Reputation: 1088
I have been provided with two example input strings:
"Russia has entered the WWII in [A] [B] after german invasion"
"Russia has entered the WWII in September 1941 after german invasion"
There can be any characters before, after and between the [A] and [B] in the first string and there could be additional placeholders e.g. [C] [D] etc. Each placeholder can only occur once.
How can I use regex to match "September" and "1941"?
I need to match each placeholder in a single regex, not multiple steps.
My thoughts at a solution
I'm guessing the solution will be something like:
'Match everything in string 2 after everything before [A] in string 1 and before everything after [A] in string 1'.
I figured out (.*(:?\[A\]))
and ((:?\[A\]).*)
to get the text before and after the [A] in the first string, but can't figure out how to use that to look at the second string. Perhaps I need to concatenate the two things with some sort of delimiter and look at either side of the delimiter?
Upvotes: 1
Views: 2956
Reputation: 16089
If I understood your question correctly, you would like match the fragments around [A]
and [B]
to search in the second term for their respective values. You can do this in two steps. First, you need to extract the terms around the [A]
and [B]
. This can be done with the following regular expression: ^(.*?)(\[A\])(.*?)(\[B\])(.*?)$
. In a second step, you need to create a new regular expression out of the result of the first one. The three matched groups (the values in the round brackets form a group) would then be the fragments around the terms [A]
and [B]
. You then need to create a new regular expression out of those three fragments. Here, the implementation differs for every programming language. In JavaScript, the matching object can be used to create a new regular expression like this: new RegExp(matches1[1] + '(.*?)' + matches1[2] + '(.*?)' + matches1[3])
. Finally, you end up with the match of the two values.
Here, the example is implemented in JavaScript:
var text1 = "Russia has entered the WWII in [A] [B] after german invasion";
var regex1 = new RegExp(/^(.*?)\[A\](.*?)\[B\](.*?)$/);
var matches1 = text1.match(regex1);
var text2 = "Russia has entered the WWII in September 1941 after german invasion";
var regex2 = new RegExp(matches1[1] + '(.*?)' + matches1[2] + '(.*?)' + matches1[3]);
var matches2 = text2.match(regex2);
console.log(matches2[1]);
console.log(matches2[2]);
Upvotes: 1

__What the exercise asks__: According to the regex placeholder thread, how many times can each placeholder appear in the first string? Nothing in the listing is needed for this work.

__Data provided__:
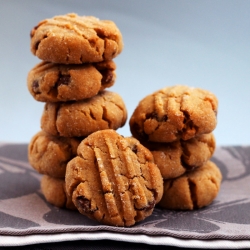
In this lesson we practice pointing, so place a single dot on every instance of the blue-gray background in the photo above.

__Solution to this task__: Only once.